WHAT THIS TASK INVOLVES » Skip the images and repeat every entry word for word.

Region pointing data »
______

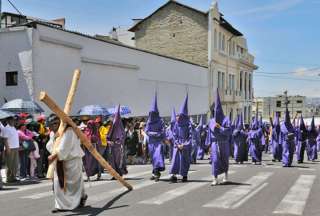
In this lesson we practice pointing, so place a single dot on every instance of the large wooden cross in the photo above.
(66, 120)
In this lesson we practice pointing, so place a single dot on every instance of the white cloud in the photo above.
(279, 6)
(307, 72)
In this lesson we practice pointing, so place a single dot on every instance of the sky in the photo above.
(283, 35)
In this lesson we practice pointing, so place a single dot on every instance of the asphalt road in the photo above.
(253, 190)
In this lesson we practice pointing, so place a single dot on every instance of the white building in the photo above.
(269, 106)
(122, 35)
(231, 66)
(39, 56)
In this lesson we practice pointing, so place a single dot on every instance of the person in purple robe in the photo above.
(182, 136)
(90, 164)
(116, 141)
(254, 140)
(202, 131)
(275, 140)
(318, 139)
(287, 140)
(231, 141)
(240, 142)
(301, 140)
(169, 133)
(194, 143)
(218, 138)
(312, 142)
(155, 131)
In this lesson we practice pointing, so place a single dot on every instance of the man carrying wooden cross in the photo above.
(68, 181)
(66, 154)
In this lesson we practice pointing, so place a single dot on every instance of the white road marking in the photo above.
(87, 185)
(242, 201)
(232, 197)
(307, 169)
(180, 191)
(27, 187)
(296, 198)
(105, 195)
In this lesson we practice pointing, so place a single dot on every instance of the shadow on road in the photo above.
(93, 211)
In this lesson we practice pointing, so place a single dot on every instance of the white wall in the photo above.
(116, 74)
(14, 43)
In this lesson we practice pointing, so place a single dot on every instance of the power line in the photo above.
(288, 78)
(14, 7)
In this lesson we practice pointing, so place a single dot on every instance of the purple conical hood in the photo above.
(218, 111)
(201, 121)
(173, 116)
(117, 131)
(276, 121)
(287, 121)
(154, 105)
(240, 122)
(313, 125)
(255, 124)
(184, 107)
(260, 122)
(302, 125)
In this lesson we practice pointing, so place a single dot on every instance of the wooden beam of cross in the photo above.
(83, 138)
(62, 126)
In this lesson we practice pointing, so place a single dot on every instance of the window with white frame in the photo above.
(223, 42)
(215, 39)
(220, 41)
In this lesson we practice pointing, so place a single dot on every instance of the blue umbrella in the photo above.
(124, 110)
(22, 106)
(6, 114)
(93, 110)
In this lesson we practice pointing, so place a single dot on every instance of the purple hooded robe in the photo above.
(182, 135)
(219, 140)
(275, 140)
(155, 131)
(240, 142)
(254, 140)
(91, 165)
(312, 142)
(301, 140)
(117, 136)
(287, 140)
(202, 131)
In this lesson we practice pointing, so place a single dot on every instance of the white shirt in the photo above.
(69, 147)
(11, 134)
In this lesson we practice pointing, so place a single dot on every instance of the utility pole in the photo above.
(0, 14)
(286, 100)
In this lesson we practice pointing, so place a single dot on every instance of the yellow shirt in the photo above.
(103, 135)
(42, 129)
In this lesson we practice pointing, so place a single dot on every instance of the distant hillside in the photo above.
(313, 101)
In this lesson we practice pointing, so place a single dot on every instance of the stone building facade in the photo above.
(206, 39)
(175, 30)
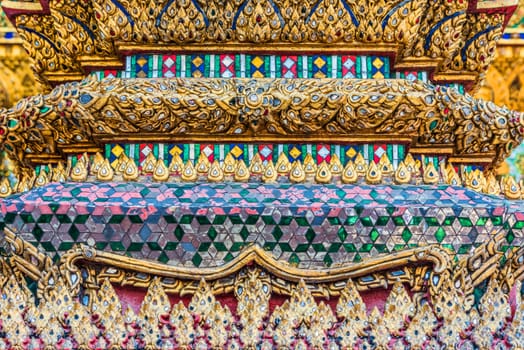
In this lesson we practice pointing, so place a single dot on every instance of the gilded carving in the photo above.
(420, 317)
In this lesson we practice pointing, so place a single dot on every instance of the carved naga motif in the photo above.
(80, 112)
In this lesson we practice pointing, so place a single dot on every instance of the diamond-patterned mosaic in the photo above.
(208, 224)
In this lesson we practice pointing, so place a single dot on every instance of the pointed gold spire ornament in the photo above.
(402, 174)
(349, 175)
(283, 166)
(373, 175)
(297, 173)
(161, 171)
(241, 172)
(335, 166)
(177, 165)
(230, 164)
(511, 188)
(203, 165)
(430, 176)
(385, 166)
(79, 172)
(105, 172)
(360, 164)
(189, 173)
(310, 168)
(149, 164)
(215, 173)
(270, 174)
(256, 167)
(5, 188)
(323, 175)
(131, 172)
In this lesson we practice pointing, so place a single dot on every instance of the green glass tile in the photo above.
(179, 233)
(65, 246)
(350, 248)
(406, 235)
(310, 235)
(431, 221)
(38, 233)
(416, 220)
(465, 222)
(440, 234)
(342, 234)
(327, 260)
(237, 246)
(100, 245)
(302, 248)
(204, 246)
(203, 220)
(73, 232)
(366, 221)
(135, 247)
(382, 221)
(373, 235)
(351, 220)
(197, 259)
(318, 247)
(48, 246)
(448, 221)
(496, 220)
(302, 221)
(519, 225)
(334, 247)
(398, 220)
(171, 246)
(244, 233)
(43, 219)
(117, 246)
(154, 246)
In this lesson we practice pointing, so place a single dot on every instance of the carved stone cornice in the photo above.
(453, 39)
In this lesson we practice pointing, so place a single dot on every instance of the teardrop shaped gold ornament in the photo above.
(79, 172)
(335, 166)
(402, 174)
(5, 188)
(161, 172)
(177, 165)
(283, 166)
(241, 172)
(189, 173)
(349, 175)
(430, 176)
(131, 172)
(373, 175)
(105, 173)
(297, 173)
(215, 173)
(323, 175)
(270, 173)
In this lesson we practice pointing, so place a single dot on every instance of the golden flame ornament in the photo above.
(241, 172)
(161, 171)
(323, 175)
(297, 173)
(131, 172)
(105, 173)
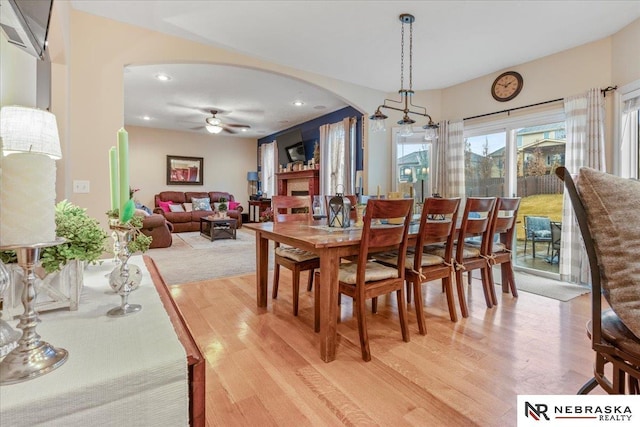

______

RESULT OF THIS TASK »
In this lesson we practice pointing, so place a single dot on every instance of the large wooden cross in the photo above.
(66, 120)
In this lesson we practice pointing, so place a single dot on every instance of the white cloud in the photo above.
(279, 6)
(307, 72)
In this lesson we practice pointing, so place a single dot on every instance of the sky in the photo above.
(283, 35)
In this lesson we practice pointing, so place a single dot on every instance of the asphalt road in the photo above.
(253, 190)
In this lesson we practice pointing, so place a single dot on every instance of the white building in the photo above.
(269, 106)
(122, 35)
(231, 66)
(39, 56)
In this lesson we practice pointing, so place a single dot on every instance of the person in purple robe in the photo above.
(182, 136)
(90, 164)
(116, 141)
(254, 140)
(202, 131)
(275, 140)
(318, 139)
(287, 140)
(231, 141)
(240, 142)
(301, 140)
(169, 133)
(194, 143)
(218, 138)
(312, 142)
(155, 131)
In this lesson we practice pointing, so place a single dot on every instance of the man carrying wooden cross in the photo above.
(68, 181)
(66, 154)
In this lesson we practice pointing, so place a single dot on every instance of the white road marking in the photo above.
(87, 185)
(242, 201)
(232, 197)
(307, 169)
(180, 191)
(27, 187)
(296, 198)
(105, 195)
In this lesson we practice pointing, so place a single dot on every instance of the shadow on road in the photo above.
(93, 211)
In this lesson we practice pointing, so place a single dot on every instance of the white wall in the photo above.
(116, 74)
(14, 43)
In this lesson we practice pointing, so place a single dot on every instance of the power line in the photo above.
(288, 78)
(14, 7)
In this lesson we practice pointing, so place a single dot on every instance of the purple conical hood in the photo above.
(218, 111)
(201, 121)
(173, 116)
(117, 131)
(276, 121)
(287, 121)
(154, 105)
(240, 122)
(313, 125)
(255, 124)
(184, 107)
(260, 122)
(302, 125)
In this lesson we practice pointing, so place a single dot on every instance of the wooden beam of cross in the photo above.
(83, 138)
(62, 126)
In this lesson we practice pointing, so place a single dot on every instance of the window with white frame in the photo above.
(223, 42)
(215, 39)
(220, 41)
In this lesson we practice pointing, so place a single dot on every instance of the blue umbrella in the photo above.
(124, 110)
(22, 106)
(6, 114)
(93, 110)
In this lesson we practice pointing, so place a single dot on every instance of the purple hooded robe in the photo above.
(182, 135)
(219, 140)
(275, 140)
(155, 131)
(240, 142)
(254, 140)
(91, 165)
(312, 142)
(301, 140)
(117, 136)
(287, 140)
(202, 131)
In this lesson we practice pointing, so place a single dot on every instance of the white shirt in the photo above.
(69, 147)
(11, 134)
In this lesson we practice pointing, so place a single dot on every instance of the utility pole in the photo above.
(0, 14)
(286, 100)
In this lesson we practice pointing, so place a single dot on every instance of the yellow shirt in the photo above.
(103, 135)
(42, 129)
In this lesson we practice pointing, so place a single dot on every instance of the distant hillside in the photo above.
(313, 101)
In this lesson we practice pointing, so place a single dot on every instance of the stone building facade in the photo above.
(206, 39)
(175, 30)
In this lesson we practice pointing, so place a single dot on every instance of the gilded carving in the photo above.
(420, 317)
In this lesson we practice pointing, so place a single dot on every instance of the carved naga motif in the photo above.
(80, 112)
In this lesson we practice pointing, so place a single dot on every instance of the diamond-patterned mosaic in the photo above.
(208, 224)
In this lesson we practice pointing, so place a single dot on every instance of the pointed gold spire ornament in the photo above.
(402, 174)
(349, 175)
(283, 166)
(373, 175)
(297, 173)
(161, 171)
(241, 172)
(335, 166)
(177, 165)
(230, 164)
(511, 188)
(203, 165)
(430, 176)
(385, 166)
(79, 172)
(105, 172)
(360, 164)
(189, 173)
(310, 168)
(149, 164)
(215, 173)
(270, 174)
(256, 167)
(5, 188)
(323, 175)
(131, 172)
In this lesson we practice pointing, so place a single dot on every instance of the green glass tile in the photo above.
(179, 233)
(65, 246)
(350, 248)
(406, 235)
(310, 235)
(431, 221)
(38, 233)
(416, 220)
(465, 222)
(440, 234)
(342, 234)
(327, 260)
(237, 246)
(100, 245)
(302, 248)
(204, 246)
(203, 220)
(73, 232)
(366, 221)
(135, 247)
(382, 221)
(373, 235)
(351, 220)
(197, 259)
(318, 247)
(48, 246)
(448, 221)
(496, 220)
(302, 221)
(519, 225)
(334, 247)
(398, 220)
(171, 246)
(244, 233)
(43, 219)
(117, 246)
(154, 246)
In this lesson we practice pointing, so place a single dot on every instance of the carved stone cornice in the photo above.
(453, 39)
In this lesson we practice pointing, so place a single dot on every instance of the teardrop shaped gold ornament in the photo above.
(79, 172)
(335, 166)
(402, 174)
(5, 188)
(161, 172)
(177, 165)
(283, 166)
(241, 172)
(189, 173)
(349, 175)
(430, 176)
(131, 172)
(373, 175)
(105, 173)
(297, 173)
(215, 173)
(323, 175)
(270, 173)
In this lesson we practice pointing, so place a single dot on every instance of the golden flame ornament in the photo above.
(241, 172)
(161, 171)
(323, 175)
(297, 173)
(131, 172)
(105, 173)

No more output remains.